Источник:
#####

Коммунистическая идеология презирала Фихте и игнорировала Хайдеггера. С простотой, характерной для примитивных социальных устройств, она без обиняков обязала художника исполнять несложный пропагандистский долг. В противном случае онежские просторы или мордовские болота должны были образумить нечестивцев. Справедливости ради отмечу, что вера в золотой век коммунизма у многих писателей могла быть вполне искренней, как, например, у горлана и буяна Маяковского. Но она продолжалась недолго. На всякий случай цензура и ГУЛАГ недреманным оком следили за возможными строптивцами. Поскольку никакая метафизика невозможна без свободного мышления, в течение семидесяти лет она фактически отсутствовала и в русской философии, и в русской литературе.
— Насколько в этом отношении ситуация в СССР отличалась от того, что имело место в «свободном мире», например во Франции?

#####

Элементы для определения местоположения
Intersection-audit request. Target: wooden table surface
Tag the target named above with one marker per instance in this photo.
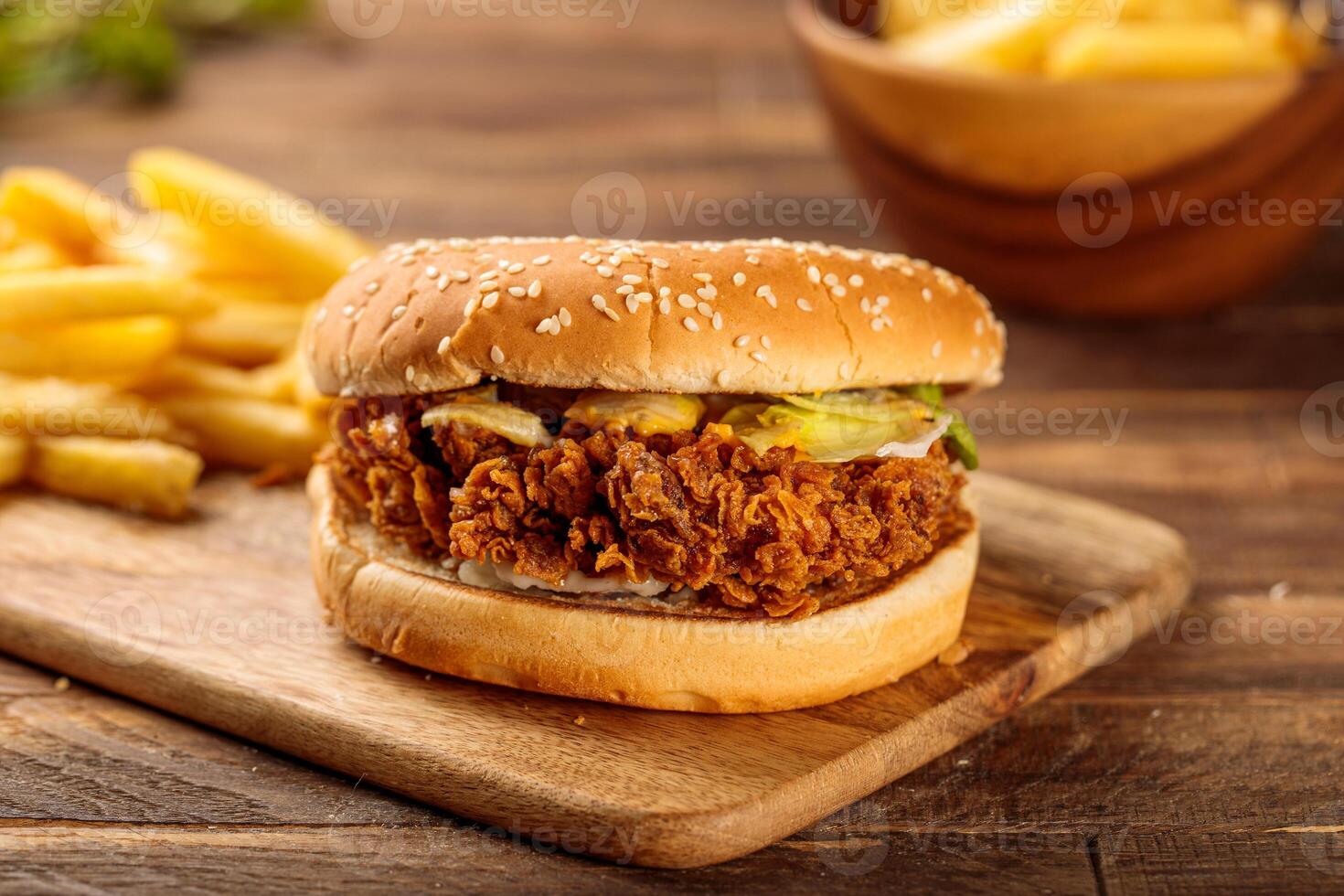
(1207, 759)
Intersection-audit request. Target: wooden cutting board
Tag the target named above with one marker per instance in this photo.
(217, 621)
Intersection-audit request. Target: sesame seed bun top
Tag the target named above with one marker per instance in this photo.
(761, 316)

#####

Задания:
- a) Продублируйте фрагмент источника, начиная со слов «Коммунистическая идеология презирала» и заканчивая словами «например во Франции?».
- b) Соответствуют ли источнику следующие утверждения? (i) Коммунистическая идеология игнорировала Хайдеггера. (ii) Метафизика отсутствовала в русской философии и литературе около ста лет. (iii) Без свободного мышления никакая метафизика невозможна. На каждое утверждение ответьте «да» или «нет» и приведите точную цитату из источника, которая это решает.

Ответы ниже:
- a)
Коммунистическая идеология презирала Фихте и игнорировала Хайдеггера. С простотой, характерной для примитивных социальных устройств, она без обиняков обязала художника исполнять несложный пропагандистский долг. В противном случае онежские просторы или мордовские болота должны были образумить нечестивцев. Справедливости ради отмечу, что вера в золотой век коммунизма у многих писателей могла быть вполне искренней, как, например, у горлана и буяна Маяковского. Но она продолжалась недолго. На всякий случай цензура и ГУЛАГ недреманным оком следили за возможными строптивцами. Поскольку никакая метафизика невозможна без свободного мышления, в течение семидесяти лет она фактически отсутствовала и в русской философии, и в русской литературе.
— Насколько в этом отношении ситуация в СССР отличалась от того, что имело место в «свободном мире», например во Франции?

- b)
(i) Да: «Коммунистическая идеология презирала Фихте и игнорировала Хайдеггера».
(ii) Нет: «в течение семидесяти лет она фактически отсутствовала и в русской философии, и в русской литературе».
(iii) Да: «никакая метафизика невозможна без свободного мышления».